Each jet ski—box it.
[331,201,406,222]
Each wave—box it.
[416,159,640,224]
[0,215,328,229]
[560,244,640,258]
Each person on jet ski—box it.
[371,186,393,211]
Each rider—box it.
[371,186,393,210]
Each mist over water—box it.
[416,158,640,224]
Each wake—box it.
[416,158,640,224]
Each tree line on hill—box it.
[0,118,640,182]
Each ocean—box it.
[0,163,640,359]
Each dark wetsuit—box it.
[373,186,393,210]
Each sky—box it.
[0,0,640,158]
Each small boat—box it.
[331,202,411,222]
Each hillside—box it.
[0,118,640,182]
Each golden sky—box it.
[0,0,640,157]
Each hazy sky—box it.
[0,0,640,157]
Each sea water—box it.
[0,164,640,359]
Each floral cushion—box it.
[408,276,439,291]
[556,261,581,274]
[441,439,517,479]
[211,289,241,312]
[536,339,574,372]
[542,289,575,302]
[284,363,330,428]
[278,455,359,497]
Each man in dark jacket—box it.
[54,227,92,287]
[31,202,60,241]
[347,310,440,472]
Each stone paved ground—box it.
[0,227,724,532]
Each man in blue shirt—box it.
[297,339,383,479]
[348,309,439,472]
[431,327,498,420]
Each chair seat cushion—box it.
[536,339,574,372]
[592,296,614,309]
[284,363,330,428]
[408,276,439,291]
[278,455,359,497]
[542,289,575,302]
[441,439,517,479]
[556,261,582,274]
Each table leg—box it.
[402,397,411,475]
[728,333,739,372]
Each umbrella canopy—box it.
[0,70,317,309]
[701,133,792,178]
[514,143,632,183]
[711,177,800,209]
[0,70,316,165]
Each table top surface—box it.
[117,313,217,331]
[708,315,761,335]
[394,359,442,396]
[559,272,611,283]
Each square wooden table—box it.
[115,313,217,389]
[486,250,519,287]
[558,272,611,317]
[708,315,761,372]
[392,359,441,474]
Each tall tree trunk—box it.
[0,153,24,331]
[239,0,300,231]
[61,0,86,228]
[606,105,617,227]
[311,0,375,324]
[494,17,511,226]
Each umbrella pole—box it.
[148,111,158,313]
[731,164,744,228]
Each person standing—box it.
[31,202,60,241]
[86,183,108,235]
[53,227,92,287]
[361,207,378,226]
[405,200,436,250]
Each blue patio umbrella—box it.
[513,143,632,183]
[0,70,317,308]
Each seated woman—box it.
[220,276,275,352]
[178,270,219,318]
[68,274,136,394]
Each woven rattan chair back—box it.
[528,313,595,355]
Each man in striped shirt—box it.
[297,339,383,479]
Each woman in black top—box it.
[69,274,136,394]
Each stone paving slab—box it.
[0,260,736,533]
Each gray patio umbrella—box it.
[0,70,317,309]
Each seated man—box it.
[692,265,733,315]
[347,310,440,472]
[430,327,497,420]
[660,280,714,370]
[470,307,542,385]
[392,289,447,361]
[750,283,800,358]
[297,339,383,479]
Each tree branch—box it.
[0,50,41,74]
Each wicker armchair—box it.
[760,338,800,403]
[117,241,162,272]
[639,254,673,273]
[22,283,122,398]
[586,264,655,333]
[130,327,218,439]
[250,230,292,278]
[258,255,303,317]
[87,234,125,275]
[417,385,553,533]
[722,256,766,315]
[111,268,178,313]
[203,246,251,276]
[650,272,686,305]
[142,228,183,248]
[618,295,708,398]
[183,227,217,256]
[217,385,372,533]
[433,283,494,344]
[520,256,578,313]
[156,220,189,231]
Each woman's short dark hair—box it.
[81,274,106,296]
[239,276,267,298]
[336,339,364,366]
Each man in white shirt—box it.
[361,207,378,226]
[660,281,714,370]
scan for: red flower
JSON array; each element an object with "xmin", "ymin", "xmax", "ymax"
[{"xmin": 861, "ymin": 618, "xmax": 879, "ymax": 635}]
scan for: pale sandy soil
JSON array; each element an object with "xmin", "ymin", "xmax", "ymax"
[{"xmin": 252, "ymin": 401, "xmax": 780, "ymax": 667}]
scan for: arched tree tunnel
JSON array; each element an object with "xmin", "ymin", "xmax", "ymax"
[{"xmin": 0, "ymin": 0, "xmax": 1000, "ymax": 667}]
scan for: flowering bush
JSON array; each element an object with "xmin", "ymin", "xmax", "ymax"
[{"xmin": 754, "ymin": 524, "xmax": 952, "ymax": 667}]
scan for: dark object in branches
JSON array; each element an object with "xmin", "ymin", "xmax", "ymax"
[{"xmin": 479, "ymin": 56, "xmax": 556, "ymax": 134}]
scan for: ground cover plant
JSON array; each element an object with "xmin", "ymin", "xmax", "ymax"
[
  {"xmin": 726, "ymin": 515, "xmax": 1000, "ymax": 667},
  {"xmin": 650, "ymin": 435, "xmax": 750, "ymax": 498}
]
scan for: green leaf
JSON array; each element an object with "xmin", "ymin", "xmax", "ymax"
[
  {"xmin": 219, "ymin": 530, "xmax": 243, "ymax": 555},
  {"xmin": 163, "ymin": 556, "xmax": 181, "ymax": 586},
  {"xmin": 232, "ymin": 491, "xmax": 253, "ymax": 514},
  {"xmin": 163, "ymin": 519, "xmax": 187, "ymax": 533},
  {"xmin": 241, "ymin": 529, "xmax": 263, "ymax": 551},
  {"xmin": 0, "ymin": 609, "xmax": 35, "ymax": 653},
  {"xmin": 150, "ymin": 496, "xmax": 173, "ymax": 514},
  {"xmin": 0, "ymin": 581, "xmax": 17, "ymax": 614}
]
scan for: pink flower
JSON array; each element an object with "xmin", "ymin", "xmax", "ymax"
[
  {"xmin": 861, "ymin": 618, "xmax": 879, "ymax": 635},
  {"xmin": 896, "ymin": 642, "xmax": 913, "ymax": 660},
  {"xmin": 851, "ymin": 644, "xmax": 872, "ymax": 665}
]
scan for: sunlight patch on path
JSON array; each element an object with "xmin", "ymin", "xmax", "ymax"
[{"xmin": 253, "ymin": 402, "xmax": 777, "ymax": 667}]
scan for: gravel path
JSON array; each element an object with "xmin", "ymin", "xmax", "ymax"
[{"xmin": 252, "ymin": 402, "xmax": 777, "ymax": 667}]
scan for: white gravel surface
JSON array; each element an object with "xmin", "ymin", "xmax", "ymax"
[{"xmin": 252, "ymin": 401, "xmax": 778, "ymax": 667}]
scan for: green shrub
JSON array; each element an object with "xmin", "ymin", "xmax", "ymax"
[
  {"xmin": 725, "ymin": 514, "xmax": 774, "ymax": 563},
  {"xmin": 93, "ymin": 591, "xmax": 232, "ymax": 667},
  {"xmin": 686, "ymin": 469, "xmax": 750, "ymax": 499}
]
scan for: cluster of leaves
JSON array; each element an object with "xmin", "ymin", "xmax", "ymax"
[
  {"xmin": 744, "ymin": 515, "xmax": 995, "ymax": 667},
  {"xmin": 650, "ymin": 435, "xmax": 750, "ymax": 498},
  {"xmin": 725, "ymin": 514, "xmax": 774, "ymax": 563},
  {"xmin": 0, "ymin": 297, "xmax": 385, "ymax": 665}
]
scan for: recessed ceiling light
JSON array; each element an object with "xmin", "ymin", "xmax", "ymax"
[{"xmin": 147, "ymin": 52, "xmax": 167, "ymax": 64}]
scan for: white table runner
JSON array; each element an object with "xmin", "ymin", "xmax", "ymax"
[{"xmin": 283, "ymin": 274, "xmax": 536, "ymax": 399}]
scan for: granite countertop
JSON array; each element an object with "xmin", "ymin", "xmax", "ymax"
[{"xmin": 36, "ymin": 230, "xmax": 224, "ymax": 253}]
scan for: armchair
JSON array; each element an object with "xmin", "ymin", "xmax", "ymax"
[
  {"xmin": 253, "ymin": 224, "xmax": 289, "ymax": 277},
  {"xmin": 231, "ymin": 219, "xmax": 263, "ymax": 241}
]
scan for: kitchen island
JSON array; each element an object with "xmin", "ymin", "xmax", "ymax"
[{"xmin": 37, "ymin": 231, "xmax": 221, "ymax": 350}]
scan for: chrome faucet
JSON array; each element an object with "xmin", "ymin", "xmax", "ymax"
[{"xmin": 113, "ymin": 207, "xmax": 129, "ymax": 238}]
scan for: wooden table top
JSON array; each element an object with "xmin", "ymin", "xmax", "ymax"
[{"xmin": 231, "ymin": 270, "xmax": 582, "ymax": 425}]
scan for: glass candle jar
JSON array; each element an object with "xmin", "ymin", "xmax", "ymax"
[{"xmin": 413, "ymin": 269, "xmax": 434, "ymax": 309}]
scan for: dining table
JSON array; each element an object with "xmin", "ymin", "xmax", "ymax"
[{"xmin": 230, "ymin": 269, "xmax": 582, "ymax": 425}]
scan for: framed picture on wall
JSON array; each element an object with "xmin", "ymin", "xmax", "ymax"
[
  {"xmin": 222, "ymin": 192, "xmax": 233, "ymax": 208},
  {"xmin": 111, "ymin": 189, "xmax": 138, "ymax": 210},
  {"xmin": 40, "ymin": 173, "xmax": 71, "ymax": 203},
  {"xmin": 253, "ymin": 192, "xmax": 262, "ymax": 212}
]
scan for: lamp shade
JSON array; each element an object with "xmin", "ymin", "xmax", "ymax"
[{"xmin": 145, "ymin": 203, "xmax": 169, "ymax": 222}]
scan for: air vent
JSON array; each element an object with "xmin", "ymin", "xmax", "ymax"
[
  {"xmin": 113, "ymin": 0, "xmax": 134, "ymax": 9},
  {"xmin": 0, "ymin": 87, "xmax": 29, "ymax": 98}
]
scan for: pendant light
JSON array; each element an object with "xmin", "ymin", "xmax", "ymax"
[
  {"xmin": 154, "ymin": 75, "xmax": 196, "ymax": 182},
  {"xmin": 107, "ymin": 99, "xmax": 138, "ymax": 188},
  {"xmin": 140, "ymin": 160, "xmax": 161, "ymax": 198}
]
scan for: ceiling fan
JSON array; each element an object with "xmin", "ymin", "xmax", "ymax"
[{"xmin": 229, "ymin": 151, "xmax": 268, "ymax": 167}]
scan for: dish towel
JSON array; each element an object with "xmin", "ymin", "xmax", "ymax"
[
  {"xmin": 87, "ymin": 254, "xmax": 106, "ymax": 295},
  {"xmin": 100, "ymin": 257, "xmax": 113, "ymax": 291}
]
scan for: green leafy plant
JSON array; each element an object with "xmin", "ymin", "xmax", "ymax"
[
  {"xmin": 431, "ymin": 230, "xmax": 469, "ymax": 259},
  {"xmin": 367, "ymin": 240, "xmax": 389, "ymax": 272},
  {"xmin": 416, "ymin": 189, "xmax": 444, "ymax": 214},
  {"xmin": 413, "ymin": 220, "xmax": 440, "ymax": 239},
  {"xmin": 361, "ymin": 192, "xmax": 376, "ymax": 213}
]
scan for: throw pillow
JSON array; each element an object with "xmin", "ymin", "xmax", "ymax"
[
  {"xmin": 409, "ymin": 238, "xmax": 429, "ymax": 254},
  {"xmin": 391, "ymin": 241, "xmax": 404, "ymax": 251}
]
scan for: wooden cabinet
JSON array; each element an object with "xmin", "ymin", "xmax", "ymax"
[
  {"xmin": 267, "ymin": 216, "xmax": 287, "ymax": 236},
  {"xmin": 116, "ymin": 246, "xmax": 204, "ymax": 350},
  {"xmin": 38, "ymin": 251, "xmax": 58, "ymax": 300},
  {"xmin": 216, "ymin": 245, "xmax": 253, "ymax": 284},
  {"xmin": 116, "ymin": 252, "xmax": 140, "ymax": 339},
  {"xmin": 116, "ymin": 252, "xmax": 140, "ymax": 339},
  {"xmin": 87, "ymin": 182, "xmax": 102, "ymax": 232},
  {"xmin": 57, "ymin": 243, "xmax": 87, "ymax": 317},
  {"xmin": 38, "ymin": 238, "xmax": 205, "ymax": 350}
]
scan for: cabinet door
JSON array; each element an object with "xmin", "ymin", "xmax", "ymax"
--------
- What you need to do:
Lay out the entries from the beginning up to and including the line containing "[431,327,498,420]" as a CSV with two columns, request and answer. Each row should hold one entry's text and its answer, with both fields in quotes and any line breaks replaced by spaces.

- Result of this task:
request,answer
"Each jet ski—box it.","[331,201,406,222]"
"Each wave—box it.","[416,159,640,224] [0,215,328,229] [560,244,640,258]"
"Each person on jet ski—box it.","[371,186,393,211]"
"Each rider—box it.","[371,186,393,210]"
"Each mist over water—box it.","[416,158,640,224]"
"Each wake—box it.","[416,158,640,224]"
"Each tree line on hill—box it.","[0,118,640,182]"
"Each ocean—box it.","[0,163,640,359]"
"Each dark wetsuit—box it.","[373,186,393,210]"
"Each sky—box it.","[0,0,640,158]"
"Each small boat—box it.","[331,202,411,222]"
"Each hillside—box it.","[0,118,640,182]"
"Each golden sky—box it.","[0,0,640,157]"
"Each hazy sky—box it.","[0,0,640,157]"
"Each sea water—box it.","[0,164,640,359]"
"Each floral cushion—box it.","[408,276,439,291] [556,261,581,274] [441,439,517,479] [211,289,241,312] [536,339,574,372] [542,289,575,302] [284,363,330,428] [278,455,359,497]"
"Each man in dark jacket—box it.","[54,227,92,287] [31,202,60,241] [347,310,440,472]"
"Each stone paved ground—box it.","[0,227,724,532]"
"Each man in blue shirt—box it.","[297,339,383,479] [348,309,439,472] [431,327,498,420]"